Źródło:
=======

Artykuły

Kraków. Kto ma prawo do dzieł Kantora?

Brak umowy licencyjnej ze spadkobierczyniami wybitnego artysty może uniemożliwić wystawianie jego dzieł. Jednak dyrekcja Cricoteki studzi emocje.

Jeszcze nie umilkły echa hucznego otwarcia muzeum wybitnego artysty, a już mamy skandal. Spadkobierczynie praw do twórczości Tadeusza Kantora żądają kilkuset tysięcy złotych za zgodę na wystawianie jego dzieł. I nie są to jedyne postulaty wysuwane w pismach do dyrekcji Cricoteki.

O problemie mówiono w Krakowie od dawna. Fakt, że córka Kantora Dorota Krakowska nie pojawiła się na otwarciu nowej, budzącej podziw siedziby Cricoteki, wywołał pełne niepokoju komentarze. Teraz sytuacja stała się jasna.

Dzień przed uroczystością Krakowska, jedna z dwóch osób posiadających prawa do spuścizny po Kantorze (drugą jest żona artysty Maria Stangret-Kantor), wysłała list do dyrektorki Cricoteki, Natalii Zarzeckiej. Jego kopia trafiła do zarządu województwa, któremu placówka podlega. Krakowska uznała w nim, że nie skonsultowano z nią programu wystaw w muzeum. Co więcej, za pośrednictwem e-maila poinformowała też o zawieszeniu swego uczestnictwa w pracach Rady Programowej muzeum. Pikanterii dodaje fakt, że wciąż nie podpisała porozumienia w sprawie licencji na wystawianie obiektów.

=======

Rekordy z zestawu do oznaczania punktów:
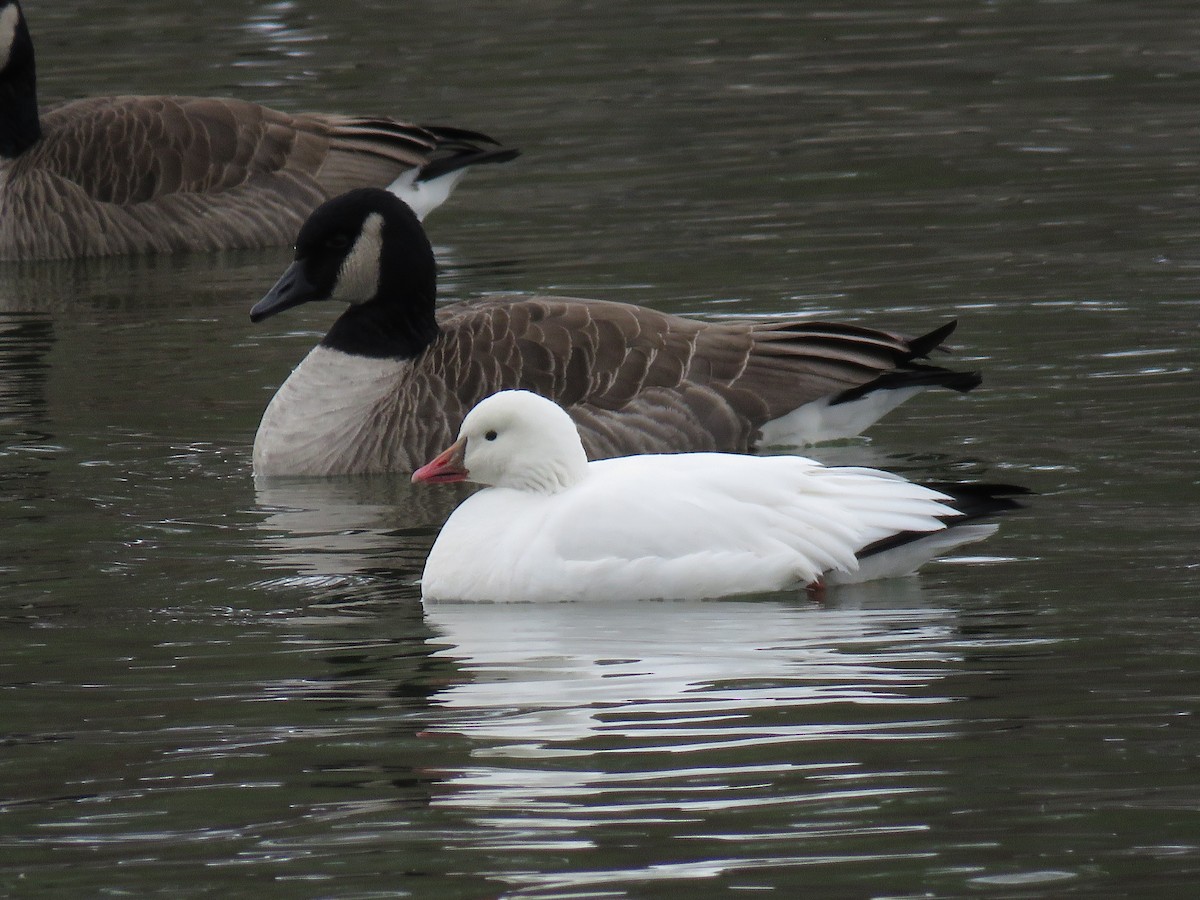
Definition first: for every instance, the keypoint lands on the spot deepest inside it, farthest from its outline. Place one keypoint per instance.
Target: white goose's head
(514, 439)
(365, 249)
(19, 127)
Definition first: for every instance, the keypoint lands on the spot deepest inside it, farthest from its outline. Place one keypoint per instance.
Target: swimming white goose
(394, 377)
(137, 174)
(552, 526)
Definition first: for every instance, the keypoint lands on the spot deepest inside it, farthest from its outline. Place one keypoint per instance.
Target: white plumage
(552, 526)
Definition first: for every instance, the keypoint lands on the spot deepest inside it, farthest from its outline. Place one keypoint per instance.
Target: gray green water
(210, 687)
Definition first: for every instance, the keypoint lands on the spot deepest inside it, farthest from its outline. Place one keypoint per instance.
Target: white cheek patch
(9, 19)
(358, 280)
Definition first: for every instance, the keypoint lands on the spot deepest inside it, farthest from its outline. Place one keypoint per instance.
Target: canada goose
(552, 526)
(391, 381)
(138, 174)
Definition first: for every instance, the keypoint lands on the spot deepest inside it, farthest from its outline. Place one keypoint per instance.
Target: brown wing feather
(635, 379)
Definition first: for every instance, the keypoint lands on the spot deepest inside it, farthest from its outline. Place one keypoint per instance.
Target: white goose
(138, 174)
(552, 526)
(389, 384)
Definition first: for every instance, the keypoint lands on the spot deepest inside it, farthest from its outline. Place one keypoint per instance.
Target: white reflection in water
(322, 531)
(556, 695)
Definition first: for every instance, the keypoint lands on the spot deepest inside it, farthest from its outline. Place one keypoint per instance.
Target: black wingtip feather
(925, 345)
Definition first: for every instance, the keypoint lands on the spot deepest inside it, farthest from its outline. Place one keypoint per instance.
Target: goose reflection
(328, 531)
(540, 678)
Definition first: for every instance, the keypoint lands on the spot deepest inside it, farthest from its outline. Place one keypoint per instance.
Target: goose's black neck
(400, 321)
(19, 127)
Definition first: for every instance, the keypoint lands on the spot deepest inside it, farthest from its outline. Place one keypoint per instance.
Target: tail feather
(971, 501)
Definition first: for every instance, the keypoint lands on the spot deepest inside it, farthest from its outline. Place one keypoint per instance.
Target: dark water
(214, 688)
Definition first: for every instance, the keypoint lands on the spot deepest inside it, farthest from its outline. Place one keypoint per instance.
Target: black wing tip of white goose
(910, 373)
(912, 376)
(465, 159)
(979, 499)
(973, 501)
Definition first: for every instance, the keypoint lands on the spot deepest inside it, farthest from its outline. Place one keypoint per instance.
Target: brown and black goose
(390, 383)
(138, 174)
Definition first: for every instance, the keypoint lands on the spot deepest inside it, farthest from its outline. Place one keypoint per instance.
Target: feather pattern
(634, 379)
(667, 526)
(133, 174)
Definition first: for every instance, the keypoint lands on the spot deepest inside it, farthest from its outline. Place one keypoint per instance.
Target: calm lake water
(210, 687)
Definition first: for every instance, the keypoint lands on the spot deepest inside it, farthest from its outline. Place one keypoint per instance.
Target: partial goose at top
(552, 526)
(394, 377)
(138, 174)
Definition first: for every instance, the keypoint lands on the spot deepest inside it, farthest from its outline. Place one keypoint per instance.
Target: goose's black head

=======

Zadania:
[1] Według artykułu, kto oprócz Doroty Krakowskiej ma prawa do spuścizny po Kantorze?
[2] Przepisz fragment artykułu od "Brak umowy licencyjnej" aż do "stała się jasna." włącznie i zamień w nim "Cricoteki" na "galerii".
[3] Wypisz wszystkie osoby, które artykuł podaje z imienia i nazwiska.

Wyniki zadań:
[1] Żona artysty, Maria Stangret-Kantor.

[2]
Brak umowy licencyjnej ze spadkobierczyniami wybitnego artysty może uniemożliwić wystawianie jego dzieł. Jednak dyrekcja galerii studzi emocje.

Jeszcze nie umilkły echa hucznego otwarcia muzeum wybitnego artysty, a już mamy skandal. Spadkobierczynie praw do twórczości Tadeusza Kantora żądają kilkuset tysięcy złotych za zgodę na wystawianie jego dzieł. I nie są to jedyne postulaty wysuwane w pismach do dyrekcji galerii.

O problemie mówiono w Krakowie od dawna. Fakt, że córka Kantora Dorota Krakowska nie pojawiła się na otwarciu nowej, budzącej podziw siedziby galerii, wywołał pełne niepokoju komentarze. Teraz sytuacja stała się jasna.

[3] Tadeusz Kantor, Dorota Krakowska, Maria Stangret-Kantor, Natalia Zarzecka